Copy the records below exactly, omitting any pictures they contain.

• **GIVEN DATA**:

--------------------------------

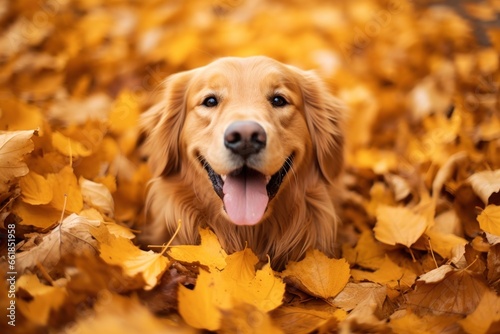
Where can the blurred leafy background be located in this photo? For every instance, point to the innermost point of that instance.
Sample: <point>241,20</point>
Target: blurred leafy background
<point>420,78</point>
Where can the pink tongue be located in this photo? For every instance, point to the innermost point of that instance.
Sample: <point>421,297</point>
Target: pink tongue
<point>245,198</point>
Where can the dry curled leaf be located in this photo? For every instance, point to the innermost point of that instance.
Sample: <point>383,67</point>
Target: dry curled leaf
<point>71,235</point>
<point>398,225</point>
<point>485,183</point>
<point>13,147</point>
<point>489,219</point>
<point>319,275</point>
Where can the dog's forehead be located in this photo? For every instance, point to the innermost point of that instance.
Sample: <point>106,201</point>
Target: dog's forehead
<point>252,70</point>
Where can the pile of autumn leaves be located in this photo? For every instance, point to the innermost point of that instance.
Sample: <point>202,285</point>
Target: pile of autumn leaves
<point>420,244</point>
<point>80,270</point>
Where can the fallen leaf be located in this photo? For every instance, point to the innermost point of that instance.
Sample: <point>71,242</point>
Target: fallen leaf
<point>122,252</point>
<point>459,292</point>
<point>356,293</point>
<point>389,273</point>
<point>200,307</point>
<point>35,189</point>
<point>321,276</point>
<point>43,216</point>
<point>13,147</point>
<point>97,196</point>
<point>486,313</point>
<point>368,252</point>
<point>410,323</point>
<point>436,275</point>
<point>72,235</point>
<point>45,298</point>
<point>115,313</point>
<point>489,219</point>
<point>218,290</point>
<point>68,146</point>
<point>67,193</point>
<point>485,183</point>
<point>398,225</point>
<point>246,318</point>
<point>293,319</point>
<point>208,253</point>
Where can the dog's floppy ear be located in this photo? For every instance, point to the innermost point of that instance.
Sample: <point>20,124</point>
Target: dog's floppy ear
<point>162,125</point>
<point>324,115</point>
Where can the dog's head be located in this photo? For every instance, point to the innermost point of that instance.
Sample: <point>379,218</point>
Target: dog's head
<point>246,125</point>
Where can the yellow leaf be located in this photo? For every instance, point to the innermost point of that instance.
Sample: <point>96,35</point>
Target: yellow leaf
<point>122,252</point>
<point>264,290</point>
<point>42,216</point>
<point>489,219</point>
<point>45,299</point>
<point>356,293</point>
<point>436,275</point>
<point>35,189</point>
<point>443,243</point>
<point>97,196</point>
<point>398,225</point>
<point>209,253</point>
<point>71,236</point>
<point>115,314</point>
<point>68,146</point>
<point>218,290</point>
<point>18,115</point>
<point>67,193</point>
<point>246,318</point>
<point>13,147</point>
<point>201,306</point>
<point>486,313</point>
<point>241,265</point>
<point>389,273</point>
<point>125,113</point>
<point>368,252</point>
<point>485,183</point>
<point>323,277</point>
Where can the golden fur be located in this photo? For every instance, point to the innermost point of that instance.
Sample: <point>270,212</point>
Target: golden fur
<point>180,130</point>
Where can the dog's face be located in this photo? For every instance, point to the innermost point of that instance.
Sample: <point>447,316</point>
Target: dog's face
<point>250,126</point>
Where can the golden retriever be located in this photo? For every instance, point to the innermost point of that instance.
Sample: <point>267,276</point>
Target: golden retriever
<point>250,148</point>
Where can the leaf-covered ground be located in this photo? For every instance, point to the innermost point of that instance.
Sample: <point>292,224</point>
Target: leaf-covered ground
<point>419,249</point>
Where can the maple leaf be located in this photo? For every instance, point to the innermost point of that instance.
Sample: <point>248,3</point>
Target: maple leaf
<point>72,235</point>
<point>319,275</point>
<point>13,147</point>
<point>398,225</point>
<point>489,219</point>
<point>122,252</point>
<point>219,290</point>
<point>208,253</point>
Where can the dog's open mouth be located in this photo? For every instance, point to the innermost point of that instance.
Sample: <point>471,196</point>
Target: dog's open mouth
<point>246,192</point>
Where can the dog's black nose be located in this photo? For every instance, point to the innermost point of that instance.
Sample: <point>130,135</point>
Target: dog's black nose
<point>245,138</point>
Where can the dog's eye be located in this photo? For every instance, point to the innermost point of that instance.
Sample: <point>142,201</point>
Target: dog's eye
<point>210,102</point>
<point>278,101</point>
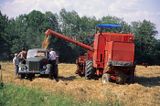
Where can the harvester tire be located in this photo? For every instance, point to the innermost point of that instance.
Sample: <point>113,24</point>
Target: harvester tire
<point>89,71</point>
<point>105,78</point>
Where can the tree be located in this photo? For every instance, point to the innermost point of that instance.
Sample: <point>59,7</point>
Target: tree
<point>145,41</point>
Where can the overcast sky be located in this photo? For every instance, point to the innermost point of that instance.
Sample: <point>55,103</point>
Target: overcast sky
<point>129,10</point>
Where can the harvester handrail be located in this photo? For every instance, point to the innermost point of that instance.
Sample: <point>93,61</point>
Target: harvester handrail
<point>50,32</point>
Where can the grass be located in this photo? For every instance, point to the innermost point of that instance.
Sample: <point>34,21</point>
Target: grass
<point>13,95</point>
<point>80,92</point>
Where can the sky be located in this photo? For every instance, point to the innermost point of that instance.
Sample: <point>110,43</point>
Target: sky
<point>129,10</point>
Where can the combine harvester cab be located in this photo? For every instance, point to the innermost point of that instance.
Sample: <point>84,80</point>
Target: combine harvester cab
<point>111,57</point>
<point>36,63</point>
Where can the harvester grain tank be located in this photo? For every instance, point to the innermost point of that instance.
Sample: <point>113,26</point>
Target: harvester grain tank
<point>111,57</point>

--------------------------------

• **FINAL RESULT**:
Where can the blurred leafy background be located in this photo? For every instance, point to the innermost point of that instance.
Sample: <point>241,20</point>
Target: blurred leafy background
<point>420,78</point>
Where can the pink tongue be located in this photo? For every instance, point to the innermost point of that instance.
Sample: <point>421,297</point>
Target: pink tongue
<point>245,198</point>
Where can the dry curled leaf be located in this photo? For every instance, point to the innermost point of that instance.
Sample: <point>383,67</point>
Target: dry curled leaf
<point>71,235</point>
<point>398,225</point>
<point>485,183</point>
<point>13,147</point>
<point>489,219</point>
<point>319,275</point>
Where can the dog's forehead be located in this photo? For every instance, point to the innermost point of that instance.
Sample: <point>106,201</point>
Target: dog's forehead
<point>252,70</point>
Where can the pile of autumn leaves be located in this photo? For every instance, point to the innermost point of that instance.
Sample: <point>202,285</point>
Target: pile of autumn leaves
<point>420,244</point>
<point>80,270</point>
Where can the fallen leaf be located in this photo? For every instance, point to the innermost point of that instance.
Sample: <point>71,242</point>
Target: fallen leaf
<point>122,252</point>
<point>459,292</point>
<point>356,293</point>
<point>389,273</point>
<point>200,307</point>
<point>35,189</point>
<point>321,276</point>
<point>43,216</point>
<point>13,147</point>
<point>97,196</point>
<point>486,313</point>
<point>368,252</point>
<point>410,323</point>
<point>436,275</point>
<point>72,235</point>
<point>45,298</point>
<point>115,313</point>
<point>489,219</point>
<point>218,290</point>
<point>68,146</point>
<point>67,193</point>
<point>485,183</point>
<point>398,225</point>
<point>246,318</point>
<point>293,319</point>
<point>208,253</point>
Where can the dog's floppy ear be located in this photo? For every instance, point to the innermost point of that instance.
Sample: <point>20,124</point>
Target: dog's floppy ear
<point>162,125</point>
<point>324,115</point>
Where can the dog's head be located in this photo? For every instance, point to the innermost point of that instance.
Sample: <point>379,218</point>
Target: dog's head
<point>246,125</point>
Where can the yellow leaf be located in this photo? For every instance, point to the innermost point of that instance.
Sample: <point>96,35</point>
Target: yellow leaf
<point>122,252</point>
<point>264,290</point>
<point>42,216</point>
<point>489,219</point>
<point>45,299</point>
<point>356,293</point>
<point>436,275</point>
<point>35,189</point>
<point>443,243</point>
<point>97,196</point>
<point>398,225</point>
<point>209,253</point>
<point>71,236</point>
<point>115,314</point>
<point>68,146</point>
<point>218,290</point>
<point>18,115</point>
<point>67,193</point>
<point>246,318</point>
<point>13,147</point>
<point>201,306</point>
<point>486,313</point>
<point>241,265</point>
<point>389,273</point>
<point>125,113</point>
<point>368,252</point>
<point>485,183</point>
<point>323,277</point>
Where can the golden fur be located in this photo? For every instance, point to the innermost point of that instance.
Sample: <point>270,212</point>
Target: golden fur
<point>180,130</point>
Where can the dog's face be located in this photo? For every instance, point to the innermost point of that instance.
Sample: <point>447,316</point>
Target: dog's face
<point>250,126</point>
Where can the golden retriever be located in this photo? For every instance, point to the innermost point of that instance.
Sample: <point>267,276</point>
Target: golden retriever
<point>250,148</point>
Where can the leaf-covered ground be located in this photo? For every instance, point to the innermost point of that instance.
Sample: <point>292,224</point>
Target: leaf-covered ground
<point>419,249</point>
Where can the maple leaf be located in this photo? For every instance, point to the innermost point of that instance.
Sample: <point>248,3</point>
Target: maple leaf
<point>72,235</point>
<point>319,275</point>
<point>13,147</point>
<point>398,225</point>
<point>489,219</point>
<point>122,252</point>
<point>219,290</point>
<point>208,253</point>
Where can the dog's open mouth be located in this photo? For every instance, point to the innermost point of that instance.
Sample: <point>471,196</point>
Target: dog's open mouth
<point>246,192</point>
Where can the dog's black nose be located in this photo? For every instance, point to the innermost point of that instance.
Sample: <point>130,135</point>
Target: dog's black nose
<point>245,138</point>
Where can the dog's eye be located in this photo? For every instance, point to the innermost point of that instance.
Sample: <point>142,201</point>
Target: dog's eye
<point>210,102</point>
<point>278,101</point>
Where can the harvester tire be located in this photo? For every instance, point to the innermost point of that instance.
Sample: <point>113,24</point>
Target: harvester tire
<point>89,71</point>
<point>105,78</point>
Where can the tree be located in this photo? For every instance, point to the innermost point of that instance.
Sample: <point>59,7</point>
Target: tree
<point>145,41</point>
Where can the overcast sky be located in this photo? For every instance, point to the innermost point of that instance.
Sample: <point>55,103</point>
Target: overcast sky
<point>129,10</point>
Where can the harvester handrail be located in this photo? For every instance, point to the innermost point of that instance.
Sample: <point>93,61</point>
Target: harvester handrail
<point>50,32</point>
Where can the grass be located in this photo? For every instance, point to the innermost point of that instance.
Sample: <point>34,21</point>
Target: grass
<point>13,95</point>
<point>80,92</point>
Where can the sky be located in this photo? For every instance, point to the innermost point of that instance.
Sample: <point>110,43</point>
Target: sky
<point>129,10</point>
Where can the combine harvester cab be located in this photo? For every instance, point to the innermost point of that instance.
Sample: <point>84,80</point>
Target: combine harvester cab
<point>111,57</point>
<point>36,63</point>
Where can the harvester grain tank be located in this photo? For every instance, point to the innermost point of that instance.
Sample: <point>113,26</point>
Target: harvester grain tank
<point>111,57</point>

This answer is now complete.